━━━ Source data ━━━
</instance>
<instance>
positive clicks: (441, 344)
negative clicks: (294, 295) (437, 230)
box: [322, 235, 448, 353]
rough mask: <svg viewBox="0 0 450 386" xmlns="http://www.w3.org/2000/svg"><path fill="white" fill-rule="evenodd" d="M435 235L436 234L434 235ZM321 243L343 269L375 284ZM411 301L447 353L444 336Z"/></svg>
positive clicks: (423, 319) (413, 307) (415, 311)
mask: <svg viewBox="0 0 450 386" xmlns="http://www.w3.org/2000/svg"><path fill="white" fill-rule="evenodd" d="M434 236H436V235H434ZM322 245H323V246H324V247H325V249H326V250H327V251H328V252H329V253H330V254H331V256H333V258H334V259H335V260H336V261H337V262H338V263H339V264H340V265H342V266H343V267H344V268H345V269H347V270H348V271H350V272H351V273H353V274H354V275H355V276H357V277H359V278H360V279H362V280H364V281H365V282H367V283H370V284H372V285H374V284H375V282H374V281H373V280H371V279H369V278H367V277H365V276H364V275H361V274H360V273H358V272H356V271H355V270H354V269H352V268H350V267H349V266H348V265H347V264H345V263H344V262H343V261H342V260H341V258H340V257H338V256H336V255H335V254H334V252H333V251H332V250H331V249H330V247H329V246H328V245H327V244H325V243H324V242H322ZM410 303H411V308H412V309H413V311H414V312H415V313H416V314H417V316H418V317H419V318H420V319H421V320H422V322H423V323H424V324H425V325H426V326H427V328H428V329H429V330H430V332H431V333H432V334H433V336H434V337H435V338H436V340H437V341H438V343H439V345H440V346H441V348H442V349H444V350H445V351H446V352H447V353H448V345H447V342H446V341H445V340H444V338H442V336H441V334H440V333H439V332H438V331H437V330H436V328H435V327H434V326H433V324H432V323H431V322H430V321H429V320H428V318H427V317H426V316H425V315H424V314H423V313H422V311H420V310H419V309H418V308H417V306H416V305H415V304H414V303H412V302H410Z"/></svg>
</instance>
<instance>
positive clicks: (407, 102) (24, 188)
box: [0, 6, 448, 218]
━━━
Exercise requirements:
Write the data out again in full. Match it word for word.

Exercise result:
</instance>
<instance>
positive clicks: (441, 344)
negative clicks: (294, 295) (437, 230)
box: [322, 235, 448, 353]
rough mask: <svg viewBox="0 0 450 386" xmlns="http://www.w3.org/2000/svg"><path fill="white" fill-rule="evenodd" d="M435 235L436 234L434 235ZM321 243L343 269L375 284ZM411 301L447 353L444 336Z"/></svg>
positive clicks: (423, 319) (413, 307) (415, 311)
mask: <svg viewBox="0 0 450 386" xmlns="http://www.w3.org/2000/svg"><path fill="white" fill-rule="evenodd" d="M434 236H436V235H434ZM322 245H323V246H324V247H325V249H326V250H327V251H328V252H329V253H330V254H331V256H333V258H334V259H335V260H336V261H337V262H338V263H339V264H340V265H342V266H343V267H344V268H345V269H347V270H348V271H350V272H351V273H353V274H354V275H355V276H357V277H359V278H360V279H362V280H364V281H365V282H367V283H370V284H372V285H374V284H375V282H374V281H373V280H371V279H369V278H367V277H365V276H364V275H361V274H360V273H358V272H356V271H355V270H354V269H352V268H350V267H349V266H348V265H347V264H345V263H344V262H343V261H342V260H341V258H340V257H338V256H336V255H335V254H334V252H333V251H332V250H331V249H330V247H329V246H328V245H327V244H325V243H324V242H322ZM410 303H411V308H412V309H413V311H414V312H415V313H416V314H417V316H418V317H419V318H420V319H421V320H422V322H423V323H424V324H425V325H426V326H427V328H428V329H429V330H430V332H431V333H432V334H433V336H434V337H435V338H436V340H437V341H438V343H439V345H440V346H441V348H442V349H444V350H445V351H446V352H447V353H448V345H447V342H446V341H445V340H444V338H442V336H441V334H440V333H439V332H438V331H437V330H436V328H435V327H434V326H433V324H432V323H431V322H430V321H429V320H428V318H427V317H426V316H425V315H424V314H423V313H422V311H420V310H419V309H418V308H417V306H416V305H415V304H414V303H412V302H410Z"/></svg>
</instance>
<instance>
positive clicks: (407, 102) (24, 188)
box: [0, 6, 448, 218]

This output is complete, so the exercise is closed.